__Data for the task__.
------------------------------------------------------------------------

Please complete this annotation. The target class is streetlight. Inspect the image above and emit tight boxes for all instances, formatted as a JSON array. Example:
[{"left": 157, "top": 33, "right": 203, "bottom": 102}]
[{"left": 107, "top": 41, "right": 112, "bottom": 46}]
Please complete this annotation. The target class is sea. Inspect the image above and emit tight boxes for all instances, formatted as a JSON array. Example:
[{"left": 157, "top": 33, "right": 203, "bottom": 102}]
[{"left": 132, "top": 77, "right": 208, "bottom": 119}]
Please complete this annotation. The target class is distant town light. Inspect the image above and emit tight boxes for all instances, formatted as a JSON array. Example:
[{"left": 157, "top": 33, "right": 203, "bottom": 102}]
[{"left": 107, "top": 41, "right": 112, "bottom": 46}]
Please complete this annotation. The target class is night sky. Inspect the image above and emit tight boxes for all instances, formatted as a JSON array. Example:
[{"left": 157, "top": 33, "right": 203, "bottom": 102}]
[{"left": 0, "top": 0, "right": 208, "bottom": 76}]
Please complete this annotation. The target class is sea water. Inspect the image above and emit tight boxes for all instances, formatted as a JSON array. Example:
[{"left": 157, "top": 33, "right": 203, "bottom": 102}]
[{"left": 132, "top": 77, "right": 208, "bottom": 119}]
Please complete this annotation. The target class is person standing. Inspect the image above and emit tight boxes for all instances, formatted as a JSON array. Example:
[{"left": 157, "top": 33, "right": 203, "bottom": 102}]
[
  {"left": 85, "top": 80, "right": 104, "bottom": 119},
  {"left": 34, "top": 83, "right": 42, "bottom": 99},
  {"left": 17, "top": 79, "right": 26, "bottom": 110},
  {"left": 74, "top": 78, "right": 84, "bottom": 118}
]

------------------------------------------------------------------------

Reproduce all of the data above word for word, every line unchanged.

__Expected answer__.
Please complete this annotation. The target class is streetlight. Inspect the image above and emit tight boxes for all instances, formatted as a JSON array. Example:
[{"left": 157, "top": 33, "right": 203, "bottom": 102}]
[{"left": 107, "top": 41, "right": 112, "bottom": 46}]
Please complete this annotation. The target class is sea. Inspect the image above and emit tight boxes for all instances, formatted as a JSON array. Example:
[{"left": 157, "top": 33, "right": 203, "bottom": 102}]
[{"left": 132, "top": 77, "right": 208, "bottom": 119}]
Please complete this annotation. The target class is distant town light. Inspect the image above and emit tight boxes for all instances, formatted as a JSON array. Example:
[{"left": 157, "top": 33, "right": 203, "bottom": 102}]
[{"left": 107, "top": 41, "right": 112, "bottom": 46}]
Please complete this annotation. The target class is night sky. Inspect the image above and emit tight boxes for all instances, formatted as a JSON array. Example:
[{"left": 157, "top": 33, "right": 203, "bottom": 102}]
[{"left": 0, "top": 0, "right": 208, "bottom": 76}]
Please complete this annotation. The target class is sea water. Inspect the image above and emit tight boxes for all instances, formatted as a JSON array. Example:
[{"left": 157, "top": 33, "right": 203, "bottom": 102}]
[{"left": 132, "top": 77, "right": 208, "bottom": 119}]
Please complete this annotation. The target class is person standing. Inspect the image above and emit tight boxes for all instances, formatted as a JSON array. Example:
[{"left": 157, "top": 33, "right": 203, "bottom": 102}]
[
  {"left": 85, "top": 80, "right": 104, "bottom": 119},
  {"left": 34, "top": 83, "right": 42, "bottom": 99},
  {"left": 17, "top": 79, "right": 26, "bottom": 110},
  {"left": 74, "top": 78, "right": 84, "bottom": 118}
]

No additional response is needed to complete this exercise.